» **STATED GOAL**: Begin with the line that contains "Question. Locate the shoulder" and transcribe each line after it, up to and including the last line of the listing below.

» **ENTRIES SHOWN**:

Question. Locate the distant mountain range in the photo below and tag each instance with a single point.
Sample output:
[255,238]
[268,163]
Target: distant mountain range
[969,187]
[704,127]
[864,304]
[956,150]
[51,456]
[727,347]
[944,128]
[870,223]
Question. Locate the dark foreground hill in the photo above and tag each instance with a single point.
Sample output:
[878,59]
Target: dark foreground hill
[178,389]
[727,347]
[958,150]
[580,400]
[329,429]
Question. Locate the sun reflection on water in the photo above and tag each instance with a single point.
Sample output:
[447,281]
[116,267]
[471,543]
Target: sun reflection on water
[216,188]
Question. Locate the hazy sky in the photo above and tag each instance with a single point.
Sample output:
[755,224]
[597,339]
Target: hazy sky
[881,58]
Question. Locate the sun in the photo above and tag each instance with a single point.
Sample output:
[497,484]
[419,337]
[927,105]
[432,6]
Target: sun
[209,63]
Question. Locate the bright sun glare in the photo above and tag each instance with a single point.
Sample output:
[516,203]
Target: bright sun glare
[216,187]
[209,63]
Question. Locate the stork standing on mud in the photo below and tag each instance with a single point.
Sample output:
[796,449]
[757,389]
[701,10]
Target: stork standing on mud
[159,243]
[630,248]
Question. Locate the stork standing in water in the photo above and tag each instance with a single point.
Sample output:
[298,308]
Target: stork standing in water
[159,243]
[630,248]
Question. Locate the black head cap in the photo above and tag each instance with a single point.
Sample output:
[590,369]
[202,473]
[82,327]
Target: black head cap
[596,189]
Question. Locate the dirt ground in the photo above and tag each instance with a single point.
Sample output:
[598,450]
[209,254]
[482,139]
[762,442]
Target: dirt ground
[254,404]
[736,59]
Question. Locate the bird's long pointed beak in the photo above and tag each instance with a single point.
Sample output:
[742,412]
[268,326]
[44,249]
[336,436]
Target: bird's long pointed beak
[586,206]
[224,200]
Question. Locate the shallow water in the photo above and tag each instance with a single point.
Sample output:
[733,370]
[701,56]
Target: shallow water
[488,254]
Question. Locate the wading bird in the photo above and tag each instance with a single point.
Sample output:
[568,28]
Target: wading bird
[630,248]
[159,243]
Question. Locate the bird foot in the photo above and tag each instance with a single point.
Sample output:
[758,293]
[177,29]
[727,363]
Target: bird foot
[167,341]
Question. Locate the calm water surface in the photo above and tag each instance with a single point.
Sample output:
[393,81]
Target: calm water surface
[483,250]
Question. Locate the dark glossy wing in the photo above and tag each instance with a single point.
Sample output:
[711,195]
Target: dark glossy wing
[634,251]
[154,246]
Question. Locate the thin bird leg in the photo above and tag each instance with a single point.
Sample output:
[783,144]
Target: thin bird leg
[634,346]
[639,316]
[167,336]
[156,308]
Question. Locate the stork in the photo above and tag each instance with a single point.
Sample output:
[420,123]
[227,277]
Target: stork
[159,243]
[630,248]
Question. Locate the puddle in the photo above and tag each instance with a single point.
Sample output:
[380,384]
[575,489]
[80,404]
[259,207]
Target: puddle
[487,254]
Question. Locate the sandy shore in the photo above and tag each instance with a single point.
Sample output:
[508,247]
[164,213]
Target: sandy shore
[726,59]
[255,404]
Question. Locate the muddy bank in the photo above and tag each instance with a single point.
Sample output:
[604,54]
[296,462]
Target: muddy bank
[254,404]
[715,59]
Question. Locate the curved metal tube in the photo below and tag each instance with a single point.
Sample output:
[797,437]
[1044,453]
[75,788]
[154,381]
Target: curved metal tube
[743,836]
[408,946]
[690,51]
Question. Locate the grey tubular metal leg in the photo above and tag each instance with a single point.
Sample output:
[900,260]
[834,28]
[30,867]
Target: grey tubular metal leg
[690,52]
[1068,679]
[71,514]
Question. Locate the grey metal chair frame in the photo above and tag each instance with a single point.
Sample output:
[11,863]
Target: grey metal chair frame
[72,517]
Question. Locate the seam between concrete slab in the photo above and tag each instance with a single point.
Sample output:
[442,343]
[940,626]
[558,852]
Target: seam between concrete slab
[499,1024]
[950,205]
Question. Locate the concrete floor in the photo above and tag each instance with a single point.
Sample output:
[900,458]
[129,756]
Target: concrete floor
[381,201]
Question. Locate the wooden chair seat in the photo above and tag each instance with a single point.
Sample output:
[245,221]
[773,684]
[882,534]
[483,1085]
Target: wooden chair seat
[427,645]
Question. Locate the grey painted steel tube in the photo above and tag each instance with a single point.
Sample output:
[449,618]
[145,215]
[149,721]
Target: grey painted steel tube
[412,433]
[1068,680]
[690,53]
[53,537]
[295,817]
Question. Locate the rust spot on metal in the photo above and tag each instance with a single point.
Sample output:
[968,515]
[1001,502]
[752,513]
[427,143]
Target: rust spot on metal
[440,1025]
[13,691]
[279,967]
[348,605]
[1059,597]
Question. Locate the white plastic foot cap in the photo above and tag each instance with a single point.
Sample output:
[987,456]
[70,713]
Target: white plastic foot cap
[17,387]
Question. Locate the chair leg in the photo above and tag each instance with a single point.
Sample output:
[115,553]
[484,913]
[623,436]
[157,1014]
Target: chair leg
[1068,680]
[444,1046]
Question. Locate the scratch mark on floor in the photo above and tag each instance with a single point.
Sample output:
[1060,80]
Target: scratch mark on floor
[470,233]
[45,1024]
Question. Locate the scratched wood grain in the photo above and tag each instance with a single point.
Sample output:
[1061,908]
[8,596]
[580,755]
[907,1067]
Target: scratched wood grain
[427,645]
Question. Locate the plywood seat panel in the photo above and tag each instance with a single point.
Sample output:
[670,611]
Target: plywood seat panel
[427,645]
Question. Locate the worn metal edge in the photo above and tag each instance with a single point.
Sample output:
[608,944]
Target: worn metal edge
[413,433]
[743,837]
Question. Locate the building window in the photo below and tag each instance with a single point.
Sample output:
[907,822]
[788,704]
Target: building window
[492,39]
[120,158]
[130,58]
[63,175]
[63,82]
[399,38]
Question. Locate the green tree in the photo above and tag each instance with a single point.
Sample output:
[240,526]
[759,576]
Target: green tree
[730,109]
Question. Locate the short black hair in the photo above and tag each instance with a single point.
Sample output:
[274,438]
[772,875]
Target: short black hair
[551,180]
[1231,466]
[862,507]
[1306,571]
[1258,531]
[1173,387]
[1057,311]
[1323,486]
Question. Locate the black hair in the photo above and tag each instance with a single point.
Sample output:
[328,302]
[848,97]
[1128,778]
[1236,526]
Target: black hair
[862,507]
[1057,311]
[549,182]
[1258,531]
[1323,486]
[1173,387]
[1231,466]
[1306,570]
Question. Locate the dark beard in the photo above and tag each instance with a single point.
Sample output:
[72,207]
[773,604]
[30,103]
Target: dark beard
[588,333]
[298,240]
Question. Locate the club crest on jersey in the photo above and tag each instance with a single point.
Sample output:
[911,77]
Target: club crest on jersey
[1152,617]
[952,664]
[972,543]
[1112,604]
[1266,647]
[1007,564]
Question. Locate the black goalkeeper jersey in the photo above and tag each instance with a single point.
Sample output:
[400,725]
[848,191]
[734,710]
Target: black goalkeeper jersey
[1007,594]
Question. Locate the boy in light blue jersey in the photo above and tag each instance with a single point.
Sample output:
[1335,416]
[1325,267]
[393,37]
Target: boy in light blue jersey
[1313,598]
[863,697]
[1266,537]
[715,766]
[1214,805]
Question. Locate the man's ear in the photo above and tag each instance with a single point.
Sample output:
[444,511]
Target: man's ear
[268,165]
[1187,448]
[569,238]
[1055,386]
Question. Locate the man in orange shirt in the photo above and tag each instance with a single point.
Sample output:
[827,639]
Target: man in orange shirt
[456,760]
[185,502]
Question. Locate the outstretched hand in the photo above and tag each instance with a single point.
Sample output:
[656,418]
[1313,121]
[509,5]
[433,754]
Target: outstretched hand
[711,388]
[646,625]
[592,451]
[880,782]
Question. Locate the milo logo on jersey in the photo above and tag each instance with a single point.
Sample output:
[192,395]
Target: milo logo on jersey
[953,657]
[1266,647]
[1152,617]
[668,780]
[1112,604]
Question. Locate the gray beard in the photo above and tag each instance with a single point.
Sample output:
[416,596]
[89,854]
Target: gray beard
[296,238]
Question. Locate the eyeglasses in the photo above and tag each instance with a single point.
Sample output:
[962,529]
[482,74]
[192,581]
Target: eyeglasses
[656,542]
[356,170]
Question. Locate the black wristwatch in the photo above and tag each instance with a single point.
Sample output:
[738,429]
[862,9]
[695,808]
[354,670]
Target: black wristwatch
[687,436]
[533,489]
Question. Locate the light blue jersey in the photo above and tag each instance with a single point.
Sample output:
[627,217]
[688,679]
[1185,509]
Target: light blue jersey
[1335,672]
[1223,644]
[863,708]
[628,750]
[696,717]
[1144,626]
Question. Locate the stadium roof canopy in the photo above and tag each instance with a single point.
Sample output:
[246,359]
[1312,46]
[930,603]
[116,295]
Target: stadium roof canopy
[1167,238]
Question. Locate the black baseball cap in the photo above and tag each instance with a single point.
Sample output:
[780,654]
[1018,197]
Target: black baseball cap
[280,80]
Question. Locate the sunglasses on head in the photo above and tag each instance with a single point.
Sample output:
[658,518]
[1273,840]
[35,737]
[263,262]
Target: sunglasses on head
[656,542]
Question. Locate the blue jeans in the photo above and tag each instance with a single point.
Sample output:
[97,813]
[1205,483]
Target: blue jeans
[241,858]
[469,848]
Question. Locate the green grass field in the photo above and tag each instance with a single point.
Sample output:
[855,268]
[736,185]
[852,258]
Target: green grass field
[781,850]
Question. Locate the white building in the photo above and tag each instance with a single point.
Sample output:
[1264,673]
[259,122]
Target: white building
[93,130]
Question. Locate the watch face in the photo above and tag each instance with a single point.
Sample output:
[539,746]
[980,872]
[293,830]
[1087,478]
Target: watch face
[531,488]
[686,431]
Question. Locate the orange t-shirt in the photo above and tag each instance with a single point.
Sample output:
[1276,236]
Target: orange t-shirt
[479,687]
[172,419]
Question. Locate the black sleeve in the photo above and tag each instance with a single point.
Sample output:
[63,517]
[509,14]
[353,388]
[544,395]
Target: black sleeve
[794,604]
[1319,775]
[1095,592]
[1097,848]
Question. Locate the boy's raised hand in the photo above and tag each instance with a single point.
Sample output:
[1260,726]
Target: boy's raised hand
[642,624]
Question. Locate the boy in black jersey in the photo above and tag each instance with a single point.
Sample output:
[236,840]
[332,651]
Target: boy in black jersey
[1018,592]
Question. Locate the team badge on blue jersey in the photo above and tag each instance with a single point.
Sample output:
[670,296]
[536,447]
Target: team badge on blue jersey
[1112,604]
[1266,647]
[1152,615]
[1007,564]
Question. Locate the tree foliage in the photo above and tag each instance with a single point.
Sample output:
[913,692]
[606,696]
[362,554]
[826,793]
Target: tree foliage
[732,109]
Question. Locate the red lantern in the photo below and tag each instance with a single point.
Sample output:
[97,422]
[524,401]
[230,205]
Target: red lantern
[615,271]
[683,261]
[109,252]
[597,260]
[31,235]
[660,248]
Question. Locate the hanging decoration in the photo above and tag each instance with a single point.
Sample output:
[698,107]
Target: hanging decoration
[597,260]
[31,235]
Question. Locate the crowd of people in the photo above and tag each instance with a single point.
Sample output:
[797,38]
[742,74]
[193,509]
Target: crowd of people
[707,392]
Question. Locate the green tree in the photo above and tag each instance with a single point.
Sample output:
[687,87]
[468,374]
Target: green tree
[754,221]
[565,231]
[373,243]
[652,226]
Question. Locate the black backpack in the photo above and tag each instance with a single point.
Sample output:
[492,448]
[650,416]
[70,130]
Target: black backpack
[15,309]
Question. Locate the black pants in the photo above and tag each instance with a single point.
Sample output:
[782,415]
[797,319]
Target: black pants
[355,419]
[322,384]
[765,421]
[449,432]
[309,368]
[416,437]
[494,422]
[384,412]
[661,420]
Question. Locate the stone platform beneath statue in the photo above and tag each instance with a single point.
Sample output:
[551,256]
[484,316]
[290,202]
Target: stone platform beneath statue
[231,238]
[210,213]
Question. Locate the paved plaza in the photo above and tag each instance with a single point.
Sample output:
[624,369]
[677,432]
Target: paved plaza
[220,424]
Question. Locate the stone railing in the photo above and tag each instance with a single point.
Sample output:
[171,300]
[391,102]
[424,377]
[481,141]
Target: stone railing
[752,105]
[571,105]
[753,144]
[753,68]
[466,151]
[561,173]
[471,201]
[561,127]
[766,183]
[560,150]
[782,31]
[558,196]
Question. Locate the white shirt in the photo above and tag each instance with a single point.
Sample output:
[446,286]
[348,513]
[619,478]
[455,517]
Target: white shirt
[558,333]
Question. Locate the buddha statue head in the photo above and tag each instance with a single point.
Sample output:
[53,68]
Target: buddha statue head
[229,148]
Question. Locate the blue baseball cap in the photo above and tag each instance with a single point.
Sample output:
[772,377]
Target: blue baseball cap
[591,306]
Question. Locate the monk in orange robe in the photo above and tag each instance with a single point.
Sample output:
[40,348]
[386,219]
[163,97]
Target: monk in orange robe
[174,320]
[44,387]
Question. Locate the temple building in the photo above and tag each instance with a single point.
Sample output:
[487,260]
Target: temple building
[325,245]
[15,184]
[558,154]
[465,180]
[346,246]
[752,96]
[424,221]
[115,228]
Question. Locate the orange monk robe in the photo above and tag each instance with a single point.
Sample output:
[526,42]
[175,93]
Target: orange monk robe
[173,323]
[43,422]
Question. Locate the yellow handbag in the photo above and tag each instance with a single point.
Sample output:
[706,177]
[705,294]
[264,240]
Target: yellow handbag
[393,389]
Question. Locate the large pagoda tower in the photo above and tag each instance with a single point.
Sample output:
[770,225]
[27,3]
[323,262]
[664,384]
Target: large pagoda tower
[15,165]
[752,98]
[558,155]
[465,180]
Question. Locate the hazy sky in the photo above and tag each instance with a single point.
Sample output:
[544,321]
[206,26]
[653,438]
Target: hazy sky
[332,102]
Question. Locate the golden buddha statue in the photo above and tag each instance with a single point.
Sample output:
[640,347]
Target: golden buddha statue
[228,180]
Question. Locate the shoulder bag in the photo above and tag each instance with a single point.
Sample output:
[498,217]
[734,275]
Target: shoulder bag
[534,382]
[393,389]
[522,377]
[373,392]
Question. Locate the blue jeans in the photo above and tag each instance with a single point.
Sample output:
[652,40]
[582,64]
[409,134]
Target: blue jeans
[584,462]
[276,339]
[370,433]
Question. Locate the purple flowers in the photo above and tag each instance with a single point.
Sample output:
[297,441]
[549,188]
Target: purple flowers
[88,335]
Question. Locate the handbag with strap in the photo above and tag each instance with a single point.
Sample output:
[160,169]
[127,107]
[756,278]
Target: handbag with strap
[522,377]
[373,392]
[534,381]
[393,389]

» **RESULT**:
Question. Locate the shoulder bag in the photo above and tag each instance with a single point.
Sample output:
[498,217]
[734,275]
Target: shoulder bag
[534,382]
[393,389]
[522,377]
[373,392]
Question. Locate the blue jeans in the photo above and tag each instance with a single point.
Sample output:
[652,40]
[582,64]
[409,134]
Target: blue jeans
[584,462]
[276,339]
[370,433]
Question. Locate the purple flowers in the photo above and tag each instance with a single point.
Sample output:
[297,441]
[549,188]
Target: purple flowers
[88,335]
Question. Locate the handbag with strap in the photo above and tag each instance with a single point.
Sample output:
[160,169]
[127,107]
[756,278]
Target: handbag with strap
[522,377]
[373,392]
[534,381]
[393,389]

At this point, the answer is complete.